# Entries provided:
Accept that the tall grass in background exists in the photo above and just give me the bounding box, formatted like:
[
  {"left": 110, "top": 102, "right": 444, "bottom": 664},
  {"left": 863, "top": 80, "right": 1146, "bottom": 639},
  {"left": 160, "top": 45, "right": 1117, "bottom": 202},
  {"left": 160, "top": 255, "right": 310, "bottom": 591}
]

# Stated problem:
Can you output every row above as a Markdown table with the columns No. and Text, giving each row's number and its text and leaving out any blank rows?

# Task solution:
| No. | Text |
|---|---|
| 1 | Accept that the tall grass in background exists in the photo above and just give me the bounding box, formatted like: |
| 2 | [ |
| 3 |   {"left": 110, "top": 102, "right": 444, "bottom": 664}, |
| 4 |   {"left": 863, "top": 80, "right": 1146, "bottom": 639}, |
| 5 |   {"left": 160, "top": 45, "right": 1117, "bottom": 202}, |
| 6 |   {"left": 160, "top": 255, "right": 310, "bottom": 591} |
| 7 | ] |